### [Exercise]
Write the data out in full and word for word. Do not include images.

### [Source information]
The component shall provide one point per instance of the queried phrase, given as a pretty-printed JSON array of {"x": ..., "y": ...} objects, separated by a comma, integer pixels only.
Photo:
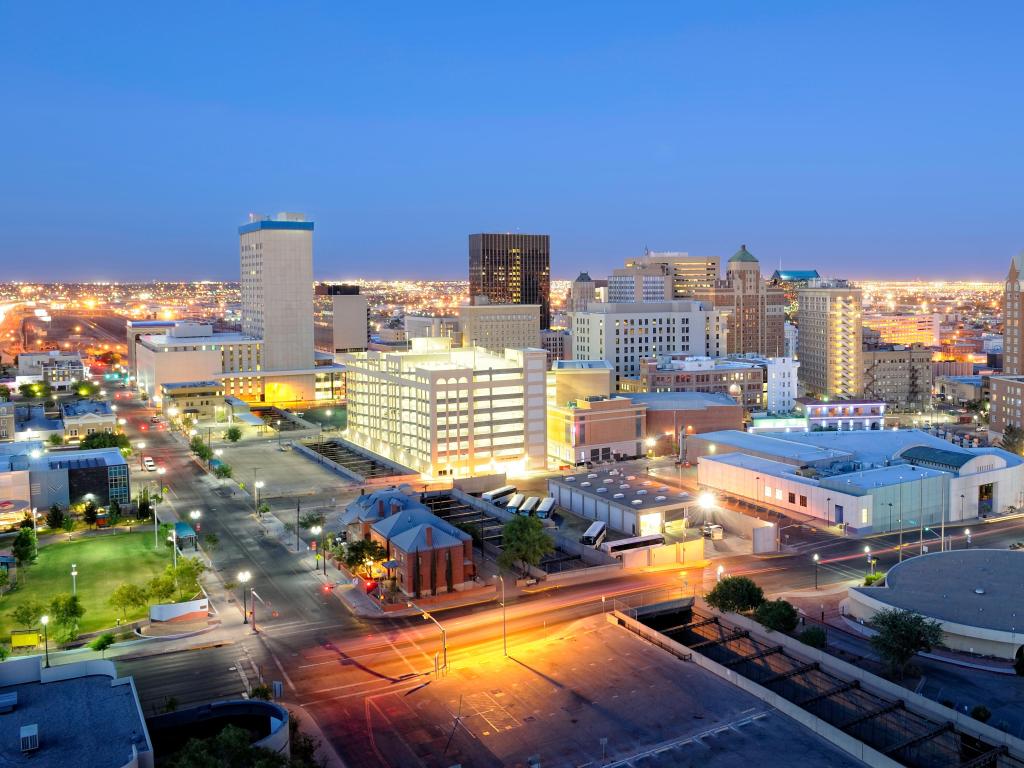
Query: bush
[
  {"x": 815, "y": 637},
  {"x": 735, "y": 594},
  {"x": 776, "y": 614}
]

### [Exercise answer]
The component shall provide one point per instance of the queried phrase, given as a pretty-printed JSON array of {"x": ..., "y": ...} objects, separated by a comma, integer pixels only.
Photo:
Query: bush
[
  {"x": 815, "y": 637},
  {"x": 735, "y": 594},
  {"x": 776, "y": 614}
]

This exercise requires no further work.